> [Passage to read]

━━━━━━━━━━

Friday, December 22, 2006

The Hand We're Dealt

There's a paper in the December 21 issue of Blood: Journal of the American Society of Hematology titled Family history of hematopoietic malignancies and risk of non-Hodgkin lymphoma. They're looking at the role for genetic susceptibility in non-Hodgkin lymphomas, which is what I have.

One finding reported in that article really flew out and slugged me in the gut: "If a first-degree relative had leukemia, NHL risk was highest among women who reported a sister with leukemia."

I had a sister who died of leukemia. Her name was Martha.



This was back in the days when childhood leukemia was a 100% certain death sentence. Martha died on February 12th, 1954, a few weeks after her seventh birthday. I was not quite three months old.



So. Genetics. I never smoked. I always exercised. I ate organic broccoli sprouts and drank gallons of green tea. Cancer got me anyway. I know that some people look at cases like mine as an excuse to justify their own unhealthy lifestyle choices. Why bother? If cancer is already in the cards you're pretty much doomed anyway.

But I am sure of two things. One, my high level of health and fitness has helped me withstand the rigors of fighting this aggressive disease. For instance, without my good MUGA score, I wouldn't have been a candidate for the most effective treatment regimen.

And two, the odds of surviving my type of lymphoma have increased dramatically in the last five years due to the recent introduction of monoclonal antibody wonder drugs such as Rituxan. Every year my healthy lifestyle may have held the cancer at bay has significantly increased my chance of being cured. If lymphoma had caught up with me ten years ago, I would have faced a much bleaker itinerary.

Poor Martha. If leukemia had caught up with her fifty years later, she might still be alive. I was too young to know her, and every year that passes there are fewer people left who remember her. I've often wondered who she would have been, what it would have been like to be sisters with her. When my parents died, I salvaged a box of her pictures and papers, the things they'd saved to keep her memory alive. At some point there won't be anybody left who cares enough to keep these things. But for now, they're safe with me.

7 Comments:

Anonymous Pony said...

Liz

2:04 PM  
Anonymous Pony said...

Do you think...Finn has her eyes?

3:11 PM  
Anonymous Celia said...

What a sweet sad memory. You honor your sister by writing about here here, and now there are a lot more people who will remember her and care.

2:43 AM  
Anonymous Pony said...

"Some eggs are blue". I think my heart has broken.

3:32 AM  
Blogger Trasi said...

I just look at her and want to know her. What a sweet little soul.

━━━━━━━━━━

(Image-grounded pointing data)
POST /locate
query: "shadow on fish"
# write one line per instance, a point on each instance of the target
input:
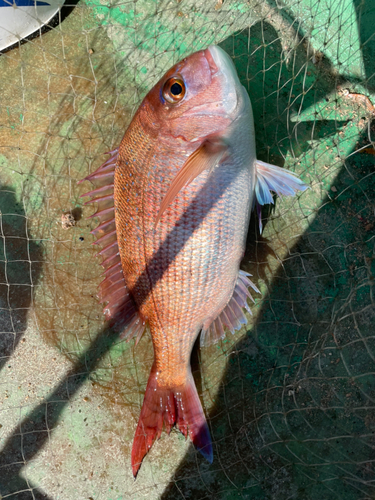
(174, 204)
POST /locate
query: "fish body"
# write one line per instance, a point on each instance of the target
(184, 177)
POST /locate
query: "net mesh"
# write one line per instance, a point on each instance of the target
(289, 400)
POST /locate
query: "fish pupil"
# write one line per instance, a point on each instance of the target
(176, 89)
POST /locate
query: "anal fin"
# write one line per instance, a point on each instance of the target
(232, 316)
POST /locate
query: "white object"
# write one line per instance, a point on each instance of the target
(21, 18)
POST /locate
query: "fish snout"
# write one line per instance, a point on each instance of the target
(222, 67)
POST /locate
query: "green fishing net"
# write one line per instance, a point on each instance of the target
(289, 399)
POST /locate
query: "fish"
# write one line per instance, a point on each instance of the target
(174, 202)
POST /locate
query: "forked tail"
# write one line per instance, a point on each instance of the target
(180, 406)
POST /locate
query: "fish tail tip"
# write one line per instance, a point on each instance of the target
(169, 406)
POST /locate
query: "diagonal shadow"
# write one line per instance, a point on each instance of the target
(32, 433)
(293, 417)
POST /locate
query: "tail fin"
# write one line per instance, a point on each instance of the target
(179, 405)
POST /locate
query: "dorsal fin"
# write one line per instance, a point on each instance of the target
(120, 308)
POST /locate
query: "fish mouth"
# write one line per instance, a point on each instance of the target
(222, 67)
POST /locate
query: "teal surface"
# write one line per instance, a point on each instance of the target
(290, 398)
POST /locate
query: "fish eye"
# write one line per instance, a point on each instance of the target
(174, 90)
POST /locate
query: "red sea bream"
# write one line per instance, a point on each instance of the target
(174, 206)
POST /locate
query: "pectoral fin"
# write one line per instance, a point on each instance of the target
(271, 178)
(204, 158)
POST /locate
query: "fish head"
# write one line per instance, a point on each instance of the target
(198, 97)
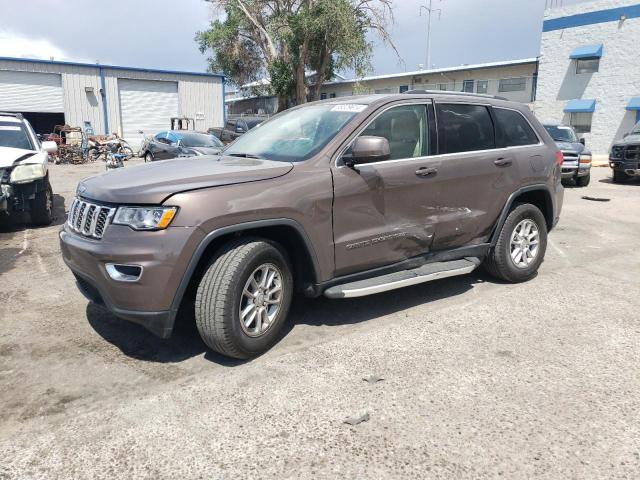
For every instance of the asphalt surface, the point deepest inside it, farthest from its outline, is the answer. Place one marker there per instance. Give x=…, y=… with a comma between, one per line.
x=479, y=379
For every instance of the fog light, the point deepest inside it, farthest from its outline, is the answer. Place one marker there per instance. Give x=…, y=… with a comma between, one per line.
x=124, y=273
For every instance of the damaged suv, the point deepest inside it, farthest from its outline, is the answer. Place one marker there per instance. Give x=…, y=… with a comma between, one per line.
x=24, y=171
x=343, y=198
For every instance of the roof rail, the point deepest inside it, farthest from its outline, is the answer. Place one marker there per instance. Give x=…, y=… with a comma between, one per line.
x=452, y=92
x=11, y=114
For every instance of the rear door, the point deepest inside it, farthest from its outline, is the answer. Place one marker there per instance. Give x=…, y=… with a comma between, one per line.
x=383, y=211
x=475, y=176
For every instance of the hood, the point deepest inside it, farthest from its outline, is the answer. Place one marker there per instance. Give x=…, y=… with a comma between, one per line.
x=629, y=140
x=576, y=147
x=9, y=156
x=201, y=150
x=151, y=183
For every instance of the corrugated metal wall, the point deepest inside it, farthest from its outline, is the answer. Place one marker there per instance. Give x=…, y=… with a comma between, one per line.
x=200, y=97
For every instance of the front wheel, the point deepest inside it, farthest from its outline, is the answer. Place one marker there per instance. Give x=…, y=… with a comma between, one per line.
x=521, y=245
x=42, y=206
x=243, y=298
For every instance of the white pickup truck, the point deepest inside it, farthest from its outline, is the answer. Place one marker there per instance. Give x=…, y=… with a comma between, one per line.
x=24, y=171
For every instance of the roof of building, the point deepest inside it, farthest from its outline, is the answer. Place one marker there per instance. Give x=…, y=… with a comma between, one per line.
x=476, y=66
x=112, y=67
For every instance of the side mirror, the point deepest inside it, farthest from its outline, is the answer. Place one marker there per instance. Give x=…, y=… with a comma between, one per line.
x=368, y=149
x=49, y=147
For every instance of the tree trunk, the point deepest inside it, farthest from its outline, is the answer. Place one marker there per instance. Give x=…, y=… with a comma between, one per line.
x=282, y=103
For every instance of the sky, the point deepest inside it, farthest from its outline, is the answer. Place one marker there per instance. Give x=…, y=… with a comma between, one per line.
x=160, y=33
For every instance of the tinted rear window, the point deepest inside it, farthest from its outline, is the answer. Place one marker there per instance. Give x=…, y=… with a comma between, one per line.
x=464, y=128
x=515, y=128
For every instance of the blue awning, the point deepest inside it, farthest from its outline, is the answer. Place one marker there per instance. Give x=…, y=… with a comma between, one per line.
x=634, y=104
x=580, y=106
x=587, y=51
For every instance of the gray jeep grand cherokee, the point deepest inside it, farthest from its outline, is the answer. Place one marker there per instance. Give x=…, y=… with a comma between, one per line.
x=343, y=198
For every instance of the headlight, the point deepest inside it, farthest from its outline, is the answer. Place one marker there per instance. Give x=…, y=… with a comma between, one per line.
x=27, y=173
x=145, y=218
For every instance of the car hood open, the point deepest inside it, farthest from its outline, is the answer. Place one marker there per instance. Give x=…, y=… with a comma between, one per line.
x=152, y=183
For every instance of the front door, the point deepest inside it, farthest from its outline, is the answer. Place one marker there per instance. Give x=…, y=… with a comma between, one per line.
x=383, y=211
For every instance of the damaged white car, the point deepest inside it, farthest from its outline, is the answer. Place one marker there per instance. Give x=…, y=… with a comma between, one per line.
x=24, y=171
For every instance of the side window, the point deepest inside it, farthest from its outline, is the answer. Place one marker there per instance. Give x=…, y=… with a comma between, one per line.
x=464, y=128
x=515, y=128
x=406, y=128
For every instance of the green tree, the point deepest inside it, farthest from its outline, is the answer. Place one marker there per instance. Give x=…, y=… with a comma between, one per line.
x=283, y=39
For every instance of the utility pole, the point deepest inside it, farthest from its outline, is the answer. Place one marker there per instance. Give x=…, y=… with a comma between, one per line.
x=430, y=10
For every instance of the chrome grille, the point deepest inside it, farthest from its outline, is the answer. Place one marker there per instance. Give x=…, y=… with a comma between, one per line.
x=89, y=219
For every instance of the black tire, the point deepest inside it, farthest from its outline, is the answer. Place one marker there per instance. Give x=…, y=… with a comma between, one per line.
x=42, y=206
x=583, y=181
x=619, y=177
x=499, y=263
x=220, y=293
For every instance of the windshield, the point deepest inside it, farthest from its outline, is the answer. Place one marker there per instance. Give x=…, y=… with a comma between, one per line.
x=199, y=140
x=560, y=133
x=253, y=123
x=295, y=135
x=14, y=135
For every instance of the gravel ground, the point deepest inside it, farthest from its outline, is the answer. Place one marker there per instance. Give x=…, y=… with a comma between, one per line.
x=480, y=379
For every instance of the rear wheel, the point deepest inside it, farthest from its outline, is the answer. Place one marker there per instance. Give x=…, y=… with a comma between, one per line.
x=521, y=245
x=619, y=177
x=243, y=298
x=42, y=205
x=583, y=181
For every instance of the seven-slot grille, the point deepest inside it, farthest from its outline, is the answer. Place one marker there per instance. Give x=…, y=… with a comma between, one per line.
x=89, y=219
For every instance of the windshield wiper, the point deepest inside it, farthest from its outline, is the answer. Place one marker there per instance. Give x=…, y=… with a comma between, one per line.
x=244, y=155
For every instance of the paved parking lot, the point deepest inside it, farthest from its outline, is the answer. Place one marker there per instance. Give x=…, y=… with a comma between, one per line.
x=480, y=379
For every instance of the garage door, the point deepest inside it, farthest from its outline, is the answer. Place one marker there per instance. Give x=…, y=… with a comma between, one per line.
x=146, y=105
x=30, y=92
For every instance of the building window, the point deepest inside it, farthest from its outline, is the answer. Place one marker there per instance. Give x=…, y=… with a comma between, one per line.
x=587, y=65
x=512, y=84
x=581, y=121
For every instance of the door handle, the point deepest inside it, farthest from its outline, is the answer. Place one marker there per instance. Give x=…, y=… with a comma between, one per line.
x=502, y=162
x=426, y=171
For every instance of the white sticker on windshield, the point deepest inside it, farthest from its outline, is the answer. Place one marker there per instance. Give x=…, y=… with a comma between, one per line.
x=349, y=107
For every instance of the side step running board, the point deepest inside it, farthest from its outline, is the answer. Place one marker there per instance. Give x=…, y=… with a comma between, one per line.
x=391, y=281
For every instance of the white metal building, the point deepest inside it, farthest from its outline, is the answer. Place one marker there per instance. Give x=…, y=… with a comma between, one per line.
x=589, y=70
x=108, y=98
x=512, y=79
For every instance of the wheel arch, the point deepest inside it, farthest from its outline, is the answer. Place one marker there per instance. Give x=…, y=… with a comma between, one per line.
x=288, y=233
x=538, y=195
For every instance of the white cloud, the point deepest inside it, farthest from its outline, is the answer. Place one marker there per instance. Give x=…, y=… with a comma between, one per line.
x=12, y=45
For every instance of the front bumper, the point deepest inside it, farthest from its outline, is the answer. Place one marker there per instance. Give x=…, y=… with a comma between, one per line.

━━━━━━━━━━

> [Problem description] Return, word for word, the portion of the blog post about lymphoma and family history starting with "One finding reported" and going on through "much doomed anyway.".

> [Written answer]
One finding reported in that article really flew out and slugged me in the gut: "If a first-degree relative had leukemia, NHL risk was highest among women who reported a sister with leukemia."

I had a sister who died of leukemia. Her name was Martha.



This was back in the days when childhood leukemia was a 100% certain death sentence. Martha died on February 12th, 1954, a few weeks after her seventh birthday. I was not quite three months old.



So. Genetics. I never smoked. I always exercised. I ate organic broccoli sprouts and drank gallons of green tea. Cancer got me anyway. I know that some people look at cases like mine as an excuse to justify their own unhealthy lifestyle choices. Why bother? If cancer is already in the cards you're pretty much doomed anyway.